=== Begin Enclosure ===
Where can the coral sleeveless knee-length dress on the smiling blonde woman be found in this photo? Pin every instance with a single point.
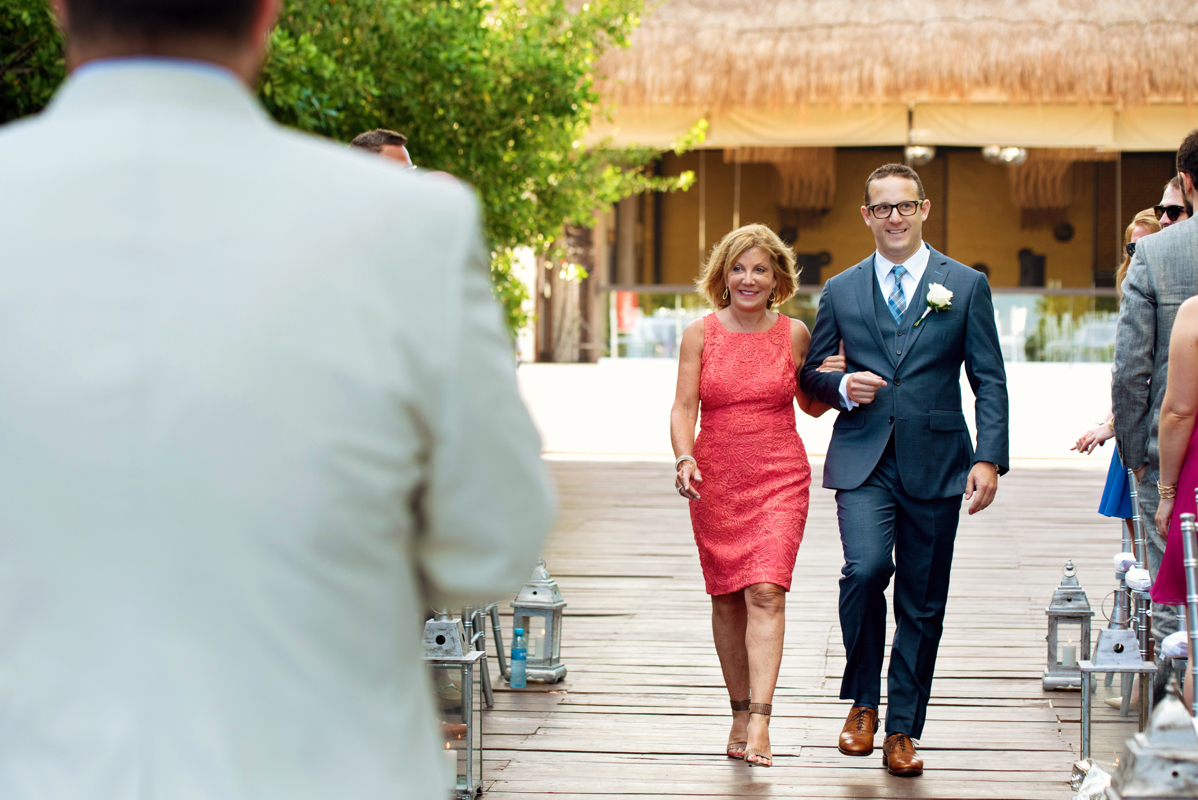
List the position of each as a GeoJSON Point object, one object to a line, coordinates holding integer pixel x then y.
{"type": "Point", "coordinates": [757, 482]}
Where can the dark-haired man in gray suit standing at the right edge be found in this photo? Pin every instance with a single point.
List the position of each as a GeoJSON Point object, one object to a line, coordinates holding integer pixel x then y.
{"type": "Point", "coordinates": [1163, 275]}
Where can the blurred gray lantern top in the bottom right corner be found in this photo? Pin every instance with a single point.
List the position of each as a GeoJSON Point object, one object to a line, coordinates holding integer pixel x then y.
{"type": "Point", "coordinates": [1163, 762]}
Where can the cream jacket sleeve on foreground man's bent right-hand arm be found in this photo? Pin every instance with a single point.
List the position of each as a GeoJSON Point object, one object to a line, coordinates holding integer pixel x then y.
{"type": "Point", "coordinates": [488, 504]}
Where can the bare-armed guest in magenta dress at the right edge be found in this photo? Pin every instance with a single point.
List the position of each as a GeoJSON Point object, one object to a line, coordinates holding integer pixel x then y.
{"type": "Point", "coordinates": [1179, 459]}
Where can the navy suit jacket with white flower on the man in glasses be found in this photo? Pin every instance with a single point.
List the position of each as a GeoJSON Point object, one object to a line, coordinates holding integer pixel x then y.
{"type": "Point", "coordinates": [921, 405]}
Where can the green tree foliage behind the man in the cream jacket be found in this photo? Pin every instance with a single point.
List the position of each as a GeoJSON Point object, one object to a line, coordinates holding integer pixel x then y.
{"type": "Point", "coordinates": [498, 93]}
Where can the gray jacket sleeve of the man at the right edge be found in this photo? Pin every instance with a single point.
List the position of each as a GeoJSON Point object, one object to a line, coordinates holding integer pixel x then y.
{"type": "Point", "coordinates": [1135, 346]}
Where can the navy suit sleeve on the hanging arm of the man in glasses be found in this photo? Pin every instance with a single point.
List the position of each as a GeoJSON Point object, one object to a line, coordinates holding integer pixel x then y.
{"type": "Point", "coordinates": [988, 378]}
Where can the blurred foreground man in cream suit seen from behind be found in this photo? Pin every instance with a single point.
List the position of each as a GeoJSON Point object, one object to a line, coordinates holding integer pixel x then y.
{"type": "Point", "coordinates": [258, 411]}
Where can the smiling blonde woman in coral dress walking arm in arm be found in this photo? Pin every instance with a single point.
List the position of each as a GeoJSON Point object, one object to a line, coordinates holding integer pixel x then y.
{"type": "Point", "coordinates": [747, 475]}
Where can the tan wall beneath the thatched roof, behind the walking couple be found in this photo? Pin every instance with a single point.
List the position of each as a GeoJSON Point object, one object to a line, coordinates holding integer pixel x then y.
{"type": "Point", "coordinates": [977, 222]}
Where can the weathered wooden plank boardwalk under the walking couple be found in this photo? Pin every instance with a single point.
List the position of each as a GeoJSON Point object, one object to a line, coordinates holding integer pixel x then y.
{"type": "Point", "coordinates": [644, 711]}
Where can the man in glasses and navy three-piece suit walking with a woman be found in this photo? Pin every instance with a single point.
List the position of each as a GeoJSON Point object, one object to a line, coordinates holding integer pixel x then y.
{"type": "Point", "coordinates": [900, 457]}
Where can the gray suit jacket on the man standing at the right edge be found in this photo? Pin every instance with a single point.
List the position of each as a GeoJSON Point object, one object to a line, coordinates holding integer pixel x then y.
{"type": "Point", "coordinates": [1164, 274]}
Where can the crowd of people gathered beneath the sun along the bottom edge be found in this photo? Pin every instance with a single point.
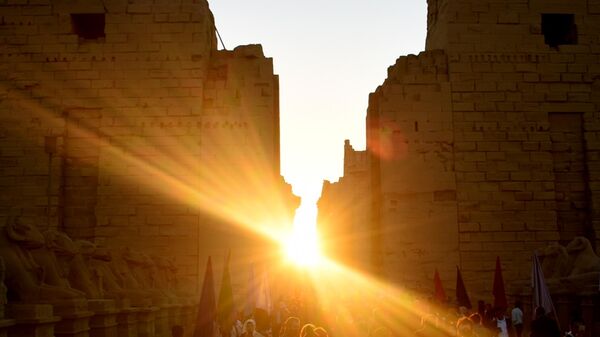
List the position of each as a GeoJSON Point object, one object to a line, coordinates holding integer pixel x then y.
{"type": "Point", "coordinates": [415, 319]}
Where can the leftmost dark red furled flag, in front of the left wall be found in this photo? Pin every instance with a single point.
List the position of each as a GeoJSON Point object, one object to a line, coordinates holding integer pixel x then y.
{"type": "Point", "coordinates": [205, 323]}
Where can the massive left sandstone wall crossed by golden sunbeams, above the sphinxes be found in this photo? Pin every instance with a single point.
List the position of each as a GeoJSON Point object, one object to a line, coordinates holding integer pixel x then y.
{"type": "Point", "coordinates": [150, 123]}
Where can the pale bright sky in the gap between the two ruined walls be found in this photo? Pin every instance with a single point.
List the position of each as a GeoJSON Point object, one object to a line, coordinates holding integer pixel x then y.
{"type": "Point", "coordinates": [329, 55]}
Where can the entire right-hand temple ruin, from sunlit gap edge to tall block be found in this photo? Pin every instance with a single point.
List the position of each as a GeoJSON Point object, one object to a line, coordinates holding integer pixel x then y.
{"type": "Point", "coordinates": [485, 144]}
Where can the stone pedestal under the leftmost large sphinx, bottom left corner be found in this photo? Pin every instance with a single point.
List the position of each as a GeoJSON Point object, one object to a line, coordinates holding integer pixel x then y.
{"type": "Point", "coordinates": [32, 320]}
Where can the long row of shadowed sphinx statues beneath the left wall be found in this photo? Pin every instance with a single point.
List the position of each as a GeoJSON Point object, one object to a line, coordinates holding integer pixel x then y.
{"type": "Point", "coordinates": [50, 267]}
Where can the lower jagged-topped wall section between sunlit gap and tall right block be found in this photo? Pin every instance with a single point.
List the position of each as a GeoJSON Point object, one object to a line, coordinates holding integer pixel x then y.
{"type": "Point", "coordinates": [410, 142]}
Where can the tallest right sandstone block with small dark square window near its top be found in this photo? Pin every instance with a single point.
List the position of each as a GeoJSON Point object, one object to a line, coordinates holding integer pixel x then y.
{"type": "Point", "coordinates": [525, 129]}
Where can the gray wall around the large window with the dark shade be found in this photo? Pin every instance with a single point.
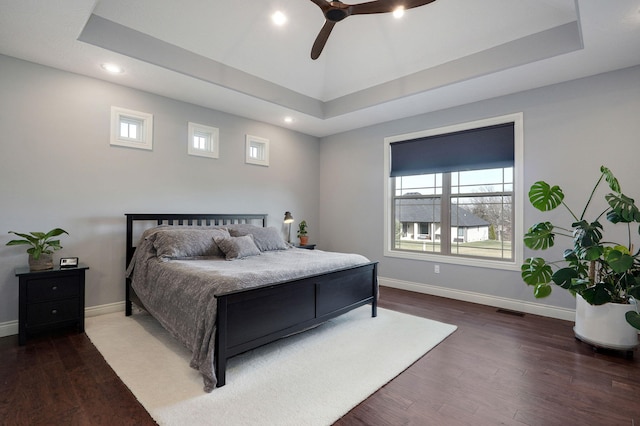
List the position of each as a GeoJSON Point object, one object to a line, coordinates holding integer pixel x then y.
{"type": "Point", "coordinates": [570, 129]}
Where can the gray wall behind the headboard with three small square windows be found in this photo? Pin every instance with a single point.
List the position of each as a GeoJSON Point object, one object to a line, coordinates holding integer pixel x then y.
{"type": "Point", "coordinates": [57, 169]}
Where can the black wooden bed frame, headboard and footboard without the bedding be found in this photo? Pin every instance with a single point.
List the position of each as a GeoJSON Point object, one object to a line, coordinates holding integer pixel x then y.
{"type": "Point", "coordinates": [254, 317]}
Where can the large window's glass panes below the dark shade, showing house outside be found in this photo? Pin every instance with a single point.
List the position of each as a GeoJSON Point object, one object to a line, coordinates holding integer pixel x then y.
{"type": "Point", "coordinates": [479, 206]}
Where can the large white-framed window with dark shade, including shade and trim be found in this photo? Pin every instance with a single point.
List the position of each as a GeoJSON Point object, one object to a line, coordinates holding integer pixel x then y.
{"type": "Point", "coordinates": [453, 194]}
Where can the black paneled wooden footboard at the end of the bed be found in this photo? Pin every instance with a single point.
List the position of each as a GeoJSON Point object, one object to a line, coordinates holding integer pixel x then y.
{"type": "Point", "coordinates": [250, 318]}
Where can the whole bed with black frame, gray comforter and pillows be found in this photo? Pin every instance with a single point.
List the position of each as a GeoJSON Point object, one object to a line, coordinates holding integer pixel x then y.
{"type": "Point", "coordinates": [220, 308]}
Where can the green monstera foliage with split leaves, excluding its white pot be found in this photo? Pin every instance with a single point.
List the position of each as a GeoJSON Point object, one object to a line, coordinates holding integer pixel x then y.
{"type": "Point", "coordinates": [600, 271]}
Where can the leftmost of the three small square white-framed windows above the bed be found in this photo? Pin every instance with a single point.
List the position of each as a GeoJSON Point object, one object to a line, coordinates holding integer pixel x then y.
{"type": "Point", "coordinates": [132, 129]}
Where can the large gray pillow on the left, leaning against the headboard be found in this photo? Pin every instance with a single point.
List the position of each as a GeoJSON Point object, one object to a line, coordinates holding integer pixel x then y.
{"type": "Point", "coordinates": [187, 243]}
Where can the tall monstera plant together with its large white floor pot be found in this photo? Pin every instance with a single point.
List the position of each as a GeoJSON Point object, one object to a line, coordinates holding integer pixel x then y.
{"type": "Point", "coordinates": [604, 275]}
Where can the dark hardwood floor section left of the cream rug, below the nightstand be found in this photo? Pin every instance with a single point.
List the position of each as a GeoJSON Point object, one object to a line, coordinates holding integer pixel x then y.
{"type": "Point", "coordinates": [62, 379]}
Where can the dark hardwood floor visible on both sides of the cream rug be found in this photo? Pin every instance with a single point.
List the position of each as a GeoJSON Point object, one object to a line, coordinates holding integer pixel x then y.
{"type": "Point", "coordinates": [497, 368]}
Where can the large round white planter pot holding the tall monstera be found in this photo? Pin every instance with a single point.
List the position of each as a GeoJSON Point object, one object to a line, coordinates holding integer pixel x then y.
{"type": "Point", "coordinates": [605, 325]}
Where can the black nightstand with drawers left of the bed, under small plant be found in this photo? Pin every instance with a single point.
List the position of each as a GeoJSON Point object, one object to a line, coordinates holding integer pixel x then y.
{"type": "Point", "coordinates": [50, 299]}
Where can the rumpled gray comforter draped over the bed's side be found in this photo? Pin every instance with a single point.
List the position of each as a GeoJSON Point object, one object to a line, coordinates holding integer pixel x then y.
{"type": "Point", "coordinates": [180, 293]}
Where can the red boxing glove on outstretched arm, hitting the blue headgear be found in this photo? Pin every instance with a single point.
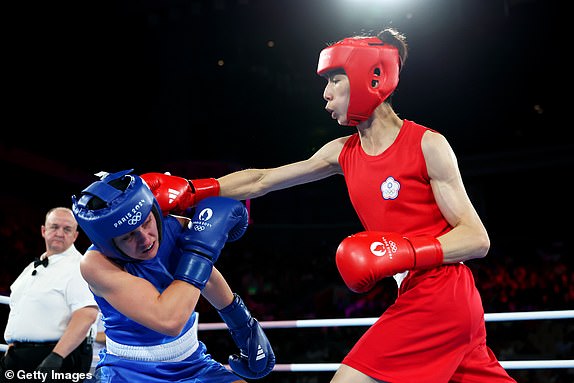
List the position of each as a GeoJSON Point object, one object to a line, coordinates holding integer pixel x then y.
{"type": "Point", "coordinates": [176, 194]}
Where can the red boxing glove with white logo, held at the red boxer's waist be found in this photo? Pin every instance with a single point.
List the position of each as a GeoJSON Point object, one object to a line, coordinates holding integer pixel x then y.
{"type": "Point", "coordinates": [363, 259]}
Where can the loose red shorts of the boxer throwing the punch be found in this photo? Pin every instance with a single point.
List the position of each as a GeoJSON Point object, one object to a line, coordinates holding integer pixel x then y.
{"type": "Point", "coordinates": [433, 333]}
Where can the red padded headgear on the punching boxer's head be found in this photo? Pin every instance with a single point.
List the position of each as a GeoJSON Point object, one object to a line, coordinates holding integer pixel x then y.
{"type": "Point", "coordinates": [372, 68]}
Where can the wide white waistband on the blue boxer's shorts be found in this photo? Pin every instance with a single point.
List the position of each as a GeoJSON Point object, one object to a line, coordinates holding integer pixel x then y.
{"type": "Point", "coordinates": [174, 351]}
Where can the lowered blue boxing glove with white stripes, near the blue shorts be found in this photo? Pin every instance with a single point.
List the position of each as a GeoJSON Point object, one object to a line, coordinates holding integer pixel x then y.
{"type": "Point", "coordinates": [256, 358]}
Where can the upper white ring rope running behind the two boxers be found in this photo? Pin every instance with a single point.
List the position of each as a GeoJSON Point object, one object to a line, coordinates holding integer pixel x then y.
{"type": "Point", "coordinates": [495, 317]}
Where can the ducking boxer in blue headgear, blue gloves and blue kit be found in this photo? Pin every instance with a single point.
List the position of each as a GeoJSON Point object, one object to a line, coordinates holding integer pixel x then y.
{"type": "Point", "coordinates": [147, 271]}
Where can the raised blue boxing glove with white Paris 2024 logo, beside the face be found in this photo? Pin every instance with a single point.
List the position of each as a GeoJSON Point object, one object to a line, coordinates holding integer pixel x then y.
{"type": "Point", "coordinates": [216, 220]}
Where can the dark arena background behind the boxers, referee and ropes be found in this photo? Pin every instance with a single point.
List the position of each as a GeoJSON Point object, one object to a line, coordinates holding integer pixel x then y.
{"type": "Point", "coordinates": [203, 88]}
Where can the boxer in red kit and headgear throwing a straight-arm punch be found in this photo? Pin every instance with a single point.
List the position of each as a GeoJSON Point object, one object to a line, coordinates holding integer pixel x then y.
{"type": "Point", "coordinates": [420, 225]}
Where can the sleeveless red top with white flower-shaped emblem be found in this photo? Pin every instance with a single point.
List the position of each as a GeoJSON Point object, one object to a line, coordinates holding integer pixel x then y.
{"type": "Point", "coordinates": [391, 191]}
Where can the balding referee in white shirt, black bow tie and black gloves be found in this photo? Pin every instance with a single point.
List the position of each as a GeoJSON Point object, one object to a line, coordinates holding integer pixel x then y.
{"type": "Point", "coordinates": [52, 311]}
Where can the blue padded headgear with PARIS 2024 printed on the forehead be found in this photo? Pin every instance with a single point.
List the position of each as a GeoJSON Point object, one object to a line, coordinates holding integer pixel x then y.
{"type": "Point", "coordinates": [122, 211]}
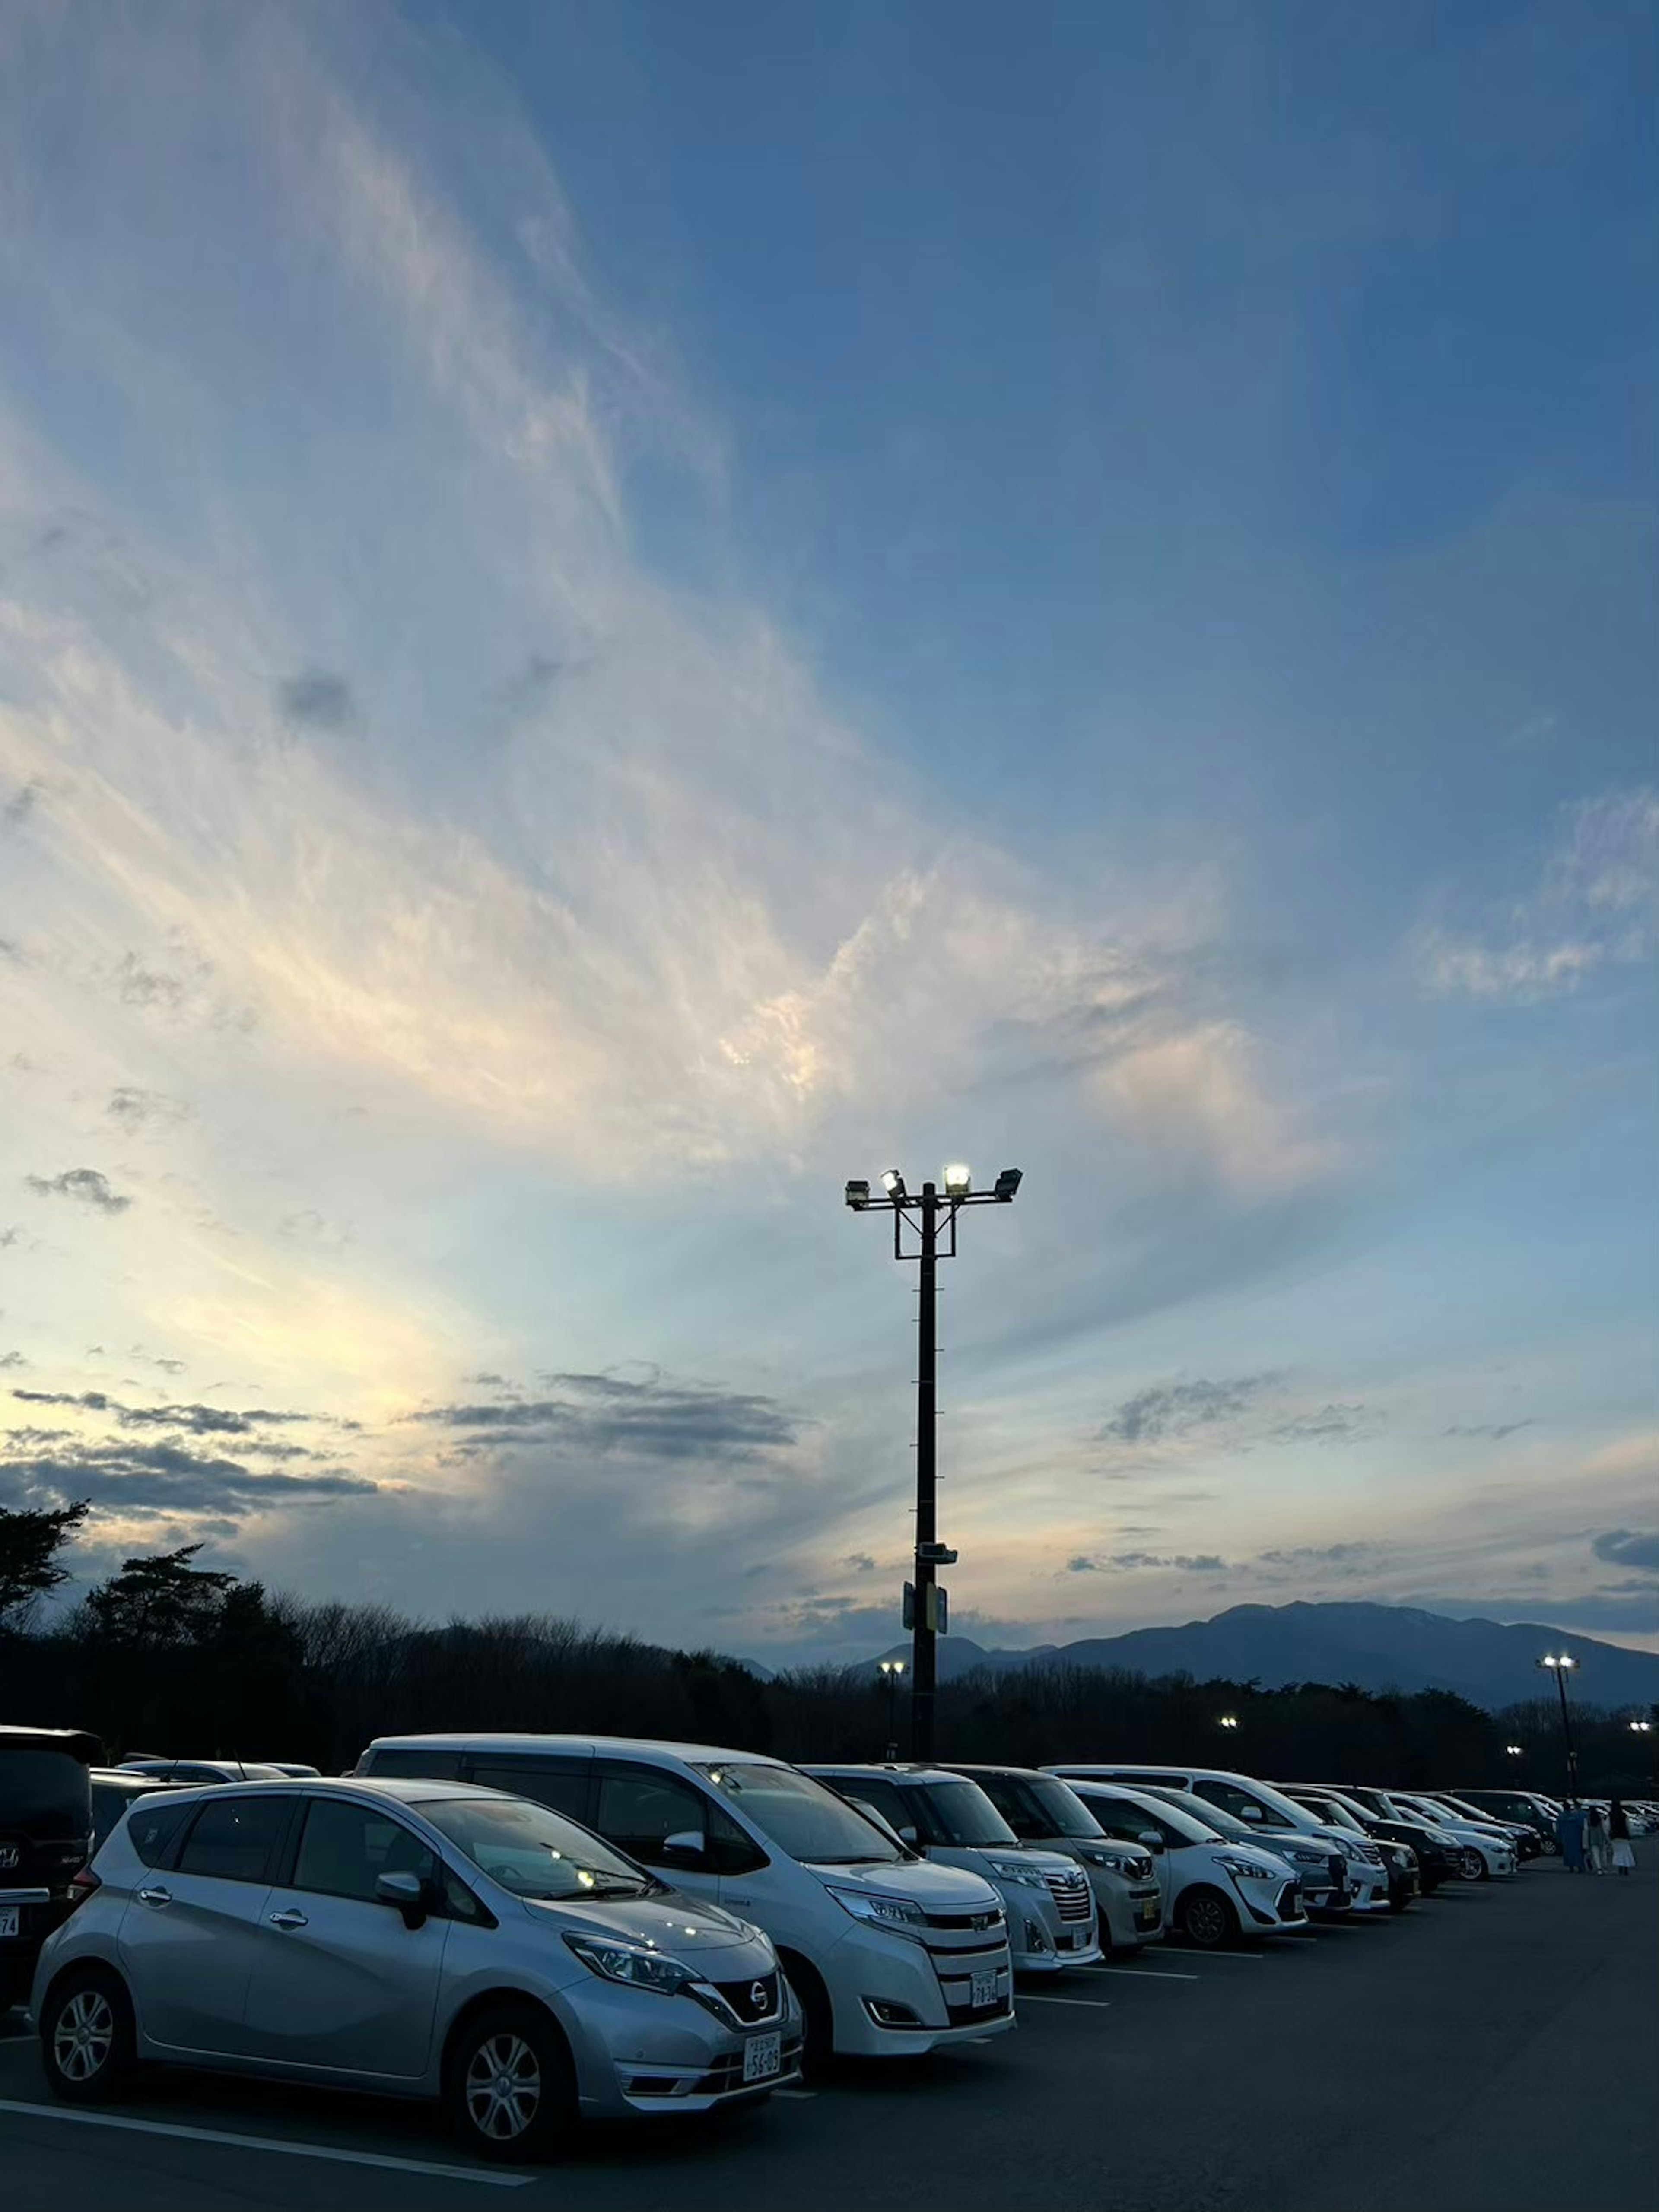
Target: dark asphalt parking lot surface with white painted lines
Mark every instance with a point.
(1492, 2049)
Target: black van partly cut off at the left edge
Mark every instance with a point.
(45, 1841)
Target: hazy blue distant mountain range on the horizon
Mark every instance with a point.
(1377, 1647)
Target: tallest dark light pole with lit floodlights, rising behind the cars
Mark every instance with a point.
(926, 1218)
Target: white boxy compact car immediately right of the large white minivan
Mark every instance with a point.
(954, 1824)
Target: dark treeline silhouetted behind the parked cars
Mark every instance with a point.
(180, 1662)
=== End Enclosure ===
> YOUR TASK: The answer must be every line of the records above that holds the word "small".

> OUTPUT OF THE EXERCISE:
Where can the tallest right sandstone block with small dark square window near its top be found in this photo? Pin every instance with a single point.
Where can the gray wall behind the headboard with three small square windows be found in this photo? Pin every instance with a single point.
Where can the leftmost of the three small square white-framed windows above the bed be found in this photo? Pin every instance with a single point.
Where can the black nightstand with drawers left of the bed, under small plant be found in this photo? Pin every instance with a single point.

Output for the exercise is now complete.